# WRITTEN REQUEST A
Please pull out every line of the entries below that contains the string "grass". Matches must have the same case.

# READING PASSAGE
------------------------------------------------

Original URL: https://www.theregister.com/2010/08/30/sysadmin_ocs_in_lab/

I was working in the lab, late one night...

Learn about your software in a lab before you deploy it

By Trevor Pott and Iain Thomson

Posted in Systems, 30th August 2010 09:02 GMT

Sysadmin blog The most important message I have for those considering Office Communications Server is to take the time to play with it in the lab.

My experience with OCS prompted me to install it in a lab environment to see what it could really do, even though I had already installed it directly into a production environment as a replacement for Live Communications Server 2005. I learned a lot.

OCS contains many features you will wish you had tried before a user stumbled upon them in the wild and you realise you don’t know how they work. Also, install OCS after Exchange 2010 and Server 2008 R2 domain controllers. Server 2008 R2 and Exchange 2010 nuke some of the AD information that OCS relies on. I started my domain with Server 2003 DCs and OCS, intending to add Server 2008R2 and Exchange 2010 later. Lesson learned.

------------------------------------------------

# WRITTEN REQUEST B
According to the blog post above, what did Office Communications Server replace in the production environment?

------------------------------------------------

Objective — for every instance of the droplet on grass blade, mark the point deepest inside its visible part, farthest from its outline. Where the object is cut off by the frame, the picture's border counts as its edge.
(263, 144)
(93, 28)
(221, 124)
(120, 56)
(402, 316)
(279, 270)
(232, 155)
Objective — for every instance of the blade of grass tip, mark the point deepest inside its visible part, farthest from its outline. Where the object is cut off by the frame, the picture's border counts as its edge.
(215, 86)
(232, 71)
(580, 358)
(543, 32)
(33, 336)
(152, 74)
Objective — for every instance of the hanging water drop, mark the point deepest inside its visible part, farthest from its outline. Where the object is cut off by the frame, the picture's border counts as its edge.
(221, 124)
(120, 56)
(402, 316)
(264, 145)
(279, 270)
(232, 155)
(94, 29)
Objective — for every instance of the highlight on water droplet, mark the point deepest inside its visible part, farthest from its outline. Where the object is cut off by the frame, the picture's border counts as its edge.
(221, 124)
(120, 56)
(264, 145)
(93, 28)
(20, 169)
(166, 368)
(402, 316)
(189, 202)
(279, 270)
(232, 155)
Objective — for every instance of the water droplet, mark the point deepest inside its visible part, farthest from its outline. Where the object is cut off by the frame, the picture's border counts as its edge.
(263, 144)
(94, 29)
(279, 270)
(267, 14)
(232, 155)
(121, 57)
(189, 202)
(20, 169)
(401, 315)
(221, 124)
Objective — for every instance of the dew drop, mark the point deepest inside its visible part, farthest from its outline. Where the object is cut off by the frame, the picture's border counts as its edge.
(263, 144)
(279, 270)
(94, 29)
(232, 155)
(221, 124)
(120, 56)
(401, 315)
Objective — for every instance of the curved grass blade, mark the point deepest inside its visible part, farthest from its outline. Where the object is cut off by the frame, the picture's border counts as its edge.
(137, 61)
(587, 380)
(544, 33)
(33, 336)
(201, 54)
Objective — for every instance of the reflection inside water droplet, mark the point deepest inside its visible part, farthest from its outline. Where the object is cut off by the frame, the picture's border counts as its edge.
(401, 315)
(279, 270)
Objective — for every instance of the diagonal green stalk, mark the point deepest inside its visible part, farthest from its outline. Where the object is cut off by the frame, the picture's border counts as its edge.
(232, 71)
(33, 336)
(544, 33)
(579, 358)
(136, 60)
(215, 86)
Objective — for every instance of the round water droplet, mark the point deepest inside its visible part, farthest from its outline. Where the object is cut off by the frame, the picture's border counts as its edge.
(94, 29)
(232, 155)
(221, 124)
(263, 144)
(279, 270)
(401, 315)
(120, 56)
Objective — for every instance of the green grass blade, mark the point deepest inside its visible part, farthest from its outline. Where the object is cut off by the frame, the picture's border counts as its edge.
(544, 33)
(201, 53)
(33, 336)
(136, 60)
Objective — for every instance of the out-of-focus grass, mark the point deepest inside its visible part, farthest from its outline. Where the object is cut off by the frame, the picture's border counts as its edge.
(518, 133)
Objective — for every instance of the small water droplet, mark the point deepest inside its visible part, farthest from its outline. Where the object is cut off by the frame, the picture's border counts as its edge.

------------------------------------------------

# PROBLEM SOLUTION A
Objective — for every instance of the droplet on grass blade, mark the point deepest inside its visible part, farthest from its outline. Where the object is cut off by the frame, the picture's border counts as its edge.
Objective — for every instance of the blade of grass tip, mark the point deepest inside its visible part, farthest from its outline. Where the object is cut off by the frame, the picture's border counts as its edge.
Objective — for every instance of the curved grass blade, mark the point deepest inside its visible part, farthest from its outline. Where the object is cut off by the frame, the picture's border counts as its edge.
Objective — for every instance of the green grass blade, mark the point deepest inside its visible part, farthest from its outline. Where the object is cut off by the frame, the picture's border counts as its edge.
Objective — for every instance of the out-of-focus grass, mark the point deepest inside its visible part, farthest from its outline. Where the object is cut off by the frame, the picture's border counts as its edge.

# PROBLEM SOLUTION B
Live Communications Server 2005.